> Your instructions:
Which lines of the records below contain the string "drawer"? Return each of those lines in full.

·····

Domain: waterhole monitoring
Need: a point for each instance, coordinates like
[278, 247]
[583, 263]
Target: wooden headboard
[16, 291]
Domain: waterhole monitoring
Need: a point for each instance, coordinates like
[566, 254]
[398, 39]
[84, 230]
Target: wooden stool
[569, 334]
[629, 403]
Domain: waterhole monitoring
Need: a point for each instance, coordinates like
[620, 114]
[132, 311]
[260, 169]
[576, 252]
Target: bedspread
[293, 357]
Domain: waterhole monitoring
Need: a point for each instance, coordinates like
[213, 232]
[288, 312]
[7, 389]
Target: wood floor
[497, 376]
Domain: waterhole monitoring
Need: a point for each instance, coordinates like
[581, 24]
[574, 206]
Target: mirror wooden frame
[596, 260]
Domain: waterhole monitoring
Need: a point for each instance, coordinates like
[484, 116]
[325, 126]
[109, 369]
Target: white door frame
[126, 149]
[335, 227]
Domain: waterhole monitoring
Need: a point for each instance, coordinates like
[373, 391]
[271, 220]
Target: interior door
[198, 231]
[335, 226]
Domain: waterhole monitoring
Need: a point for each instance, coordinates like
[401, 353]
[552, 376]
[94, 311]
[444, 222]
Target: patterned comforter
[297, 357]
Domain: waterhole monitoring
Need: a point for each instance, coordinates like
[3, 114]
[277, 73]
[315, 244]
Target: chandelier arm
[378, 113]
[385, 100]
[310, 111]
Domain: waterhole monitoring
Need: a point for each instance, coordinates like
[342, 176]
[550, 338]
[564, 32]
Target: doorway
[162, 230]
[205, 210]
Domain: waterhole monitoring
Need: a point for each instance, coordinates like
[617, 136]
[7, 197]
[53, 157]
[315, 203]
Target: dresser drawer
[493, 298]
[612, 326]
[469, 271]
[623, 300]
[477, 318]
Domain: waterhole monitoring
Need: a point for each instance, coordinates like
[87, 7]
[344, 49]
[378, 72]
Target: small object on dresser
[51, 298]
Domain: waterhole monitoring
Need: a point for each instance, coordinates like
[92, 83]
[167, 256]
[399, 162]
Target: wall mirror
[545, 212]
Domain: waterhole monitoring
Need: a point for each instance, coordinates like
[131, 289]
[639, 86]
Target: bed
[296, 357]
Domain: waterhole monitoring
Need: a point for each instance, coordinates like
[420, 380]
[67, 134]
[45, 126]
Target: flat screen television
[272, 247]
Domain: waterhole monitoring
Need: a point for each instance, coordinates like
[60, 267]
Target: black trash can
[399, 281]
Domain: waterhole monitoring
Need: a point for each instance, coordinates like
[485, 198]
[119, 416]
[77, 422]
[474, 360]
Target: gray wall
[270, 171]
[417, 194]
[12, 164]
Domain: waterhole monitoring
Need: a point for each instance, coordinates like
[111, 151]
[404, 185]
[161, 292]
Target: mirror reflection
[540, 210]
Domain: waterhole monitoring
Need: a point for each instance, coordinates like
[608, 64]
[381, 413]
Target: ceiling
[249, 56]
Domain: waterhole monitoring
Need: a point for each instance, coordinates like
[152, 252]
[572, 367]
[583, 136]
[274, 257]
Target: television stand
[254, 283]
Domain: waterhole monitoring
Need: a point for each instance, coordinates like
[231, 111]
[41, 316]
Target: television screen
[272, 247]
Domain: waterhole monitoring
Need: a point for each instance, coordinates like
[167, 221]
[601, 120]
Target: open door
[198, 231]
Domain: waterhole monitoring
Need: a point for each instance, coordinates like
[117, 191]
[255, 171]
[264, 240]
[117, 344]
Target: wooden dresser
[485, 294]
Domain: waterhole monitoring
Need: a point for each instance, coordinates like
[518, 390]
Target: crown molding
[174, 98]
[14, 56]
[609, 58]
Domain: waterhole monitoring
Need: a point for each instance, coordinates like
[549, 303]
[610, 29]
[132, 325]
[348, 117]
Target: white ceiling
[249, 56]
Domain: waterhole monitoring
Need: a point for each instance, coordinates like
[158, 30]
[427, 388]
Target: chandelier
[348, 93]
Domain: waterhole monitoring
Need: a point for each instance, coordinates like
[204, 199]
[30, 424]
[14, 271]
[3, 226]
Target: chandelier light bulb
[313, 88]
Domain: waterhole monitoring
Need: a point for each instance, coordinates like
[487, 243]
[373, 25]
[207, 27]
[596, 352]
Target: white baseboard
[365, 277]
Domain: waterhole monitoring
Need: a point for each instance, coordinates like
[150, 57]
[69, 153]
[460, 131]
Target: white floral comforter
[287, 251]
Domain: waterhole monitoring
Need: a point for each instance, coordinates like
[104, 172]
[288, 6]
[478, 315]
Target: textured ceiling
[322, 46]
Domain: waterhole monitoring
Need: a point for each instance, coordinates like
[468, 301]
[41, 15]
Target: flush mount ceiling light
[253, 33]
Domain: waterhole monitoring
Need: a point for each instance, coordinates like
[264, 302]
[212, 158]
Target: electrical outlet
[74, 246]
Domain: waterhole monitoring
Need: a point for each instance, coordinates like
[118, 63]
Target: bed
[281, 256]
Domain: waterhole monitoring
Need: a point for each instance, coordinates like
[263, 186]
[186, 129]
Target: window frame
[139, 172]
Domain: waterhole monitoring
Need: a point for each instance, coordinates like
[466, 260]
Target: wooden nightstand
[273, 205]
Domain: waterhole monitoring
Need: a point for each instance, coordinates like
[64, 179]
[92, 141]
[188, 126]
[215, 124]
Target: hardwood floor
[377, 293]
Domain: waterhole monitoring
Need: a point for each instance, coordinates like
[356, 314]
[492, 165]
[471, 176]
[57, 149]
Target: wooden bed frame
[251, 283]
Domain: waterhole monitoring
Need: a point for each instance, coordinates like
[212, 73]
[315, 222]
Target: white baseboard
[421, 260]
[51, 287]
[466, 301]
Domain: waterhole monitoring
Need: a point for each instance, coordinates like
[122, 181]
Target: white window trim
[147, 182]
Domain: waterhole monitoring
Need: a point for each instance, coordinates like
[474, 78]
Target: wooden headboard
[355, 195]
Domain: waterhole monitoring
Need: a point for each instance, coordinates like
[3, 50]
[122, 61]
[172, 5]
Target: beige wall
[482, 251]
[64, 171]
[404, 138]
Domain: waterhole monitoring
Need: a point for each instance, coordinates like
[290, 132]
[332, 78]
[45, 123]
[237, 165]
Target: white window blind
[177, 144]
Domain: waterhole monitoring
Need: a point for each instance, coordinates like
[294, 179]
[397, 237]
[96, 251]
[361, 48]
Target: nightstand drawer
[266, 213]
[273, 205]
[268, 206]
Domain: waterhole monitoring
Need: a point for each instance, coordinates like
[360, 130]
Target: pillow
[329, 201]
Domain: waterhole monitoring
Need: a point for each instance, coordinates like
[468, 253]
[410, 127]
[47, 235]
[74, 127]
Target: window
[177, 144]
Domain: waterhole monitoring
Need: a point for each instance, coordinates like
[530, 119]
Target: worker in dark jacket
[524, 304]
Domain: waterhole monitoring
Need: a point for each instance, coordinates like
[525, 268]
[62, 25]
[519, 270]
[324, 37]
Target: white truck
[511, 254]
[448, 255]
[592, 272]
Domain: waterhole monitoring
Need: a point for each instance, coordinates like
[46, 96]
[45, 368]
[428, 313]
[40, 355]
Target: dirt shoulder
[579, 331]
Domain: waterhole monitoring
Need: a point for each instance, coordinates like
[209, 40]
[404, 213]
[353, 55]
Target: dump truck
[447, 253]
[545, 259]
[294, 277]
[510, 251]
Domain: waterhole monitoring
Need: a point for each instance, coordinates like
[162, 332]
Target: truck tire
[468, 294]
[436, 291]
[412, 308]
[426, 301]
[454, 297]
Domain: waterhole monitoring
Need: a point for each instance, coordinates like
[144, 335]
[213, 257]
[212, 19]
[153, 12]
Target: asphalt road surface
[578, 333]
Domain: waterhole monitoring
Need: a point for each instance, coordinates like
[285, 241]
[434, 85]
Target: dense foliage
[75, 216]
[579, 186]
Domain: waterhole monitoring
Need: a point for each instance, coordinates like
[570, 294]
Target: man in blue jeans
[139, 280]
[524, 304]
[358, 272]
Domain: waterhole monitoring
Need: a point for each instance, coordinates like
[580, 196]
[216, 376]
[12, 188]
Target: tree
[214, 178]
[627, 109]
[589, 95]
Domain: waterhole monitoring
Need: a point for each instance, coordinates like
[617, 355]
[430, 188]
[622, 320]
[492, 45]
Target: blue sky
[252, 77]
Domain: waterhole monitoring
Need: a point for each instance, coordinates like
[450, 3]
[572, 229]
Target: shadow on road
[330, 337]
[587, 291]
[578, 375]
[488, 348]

·····

> Worked answer:
Target: dresser drawer
Target: nightstand drawer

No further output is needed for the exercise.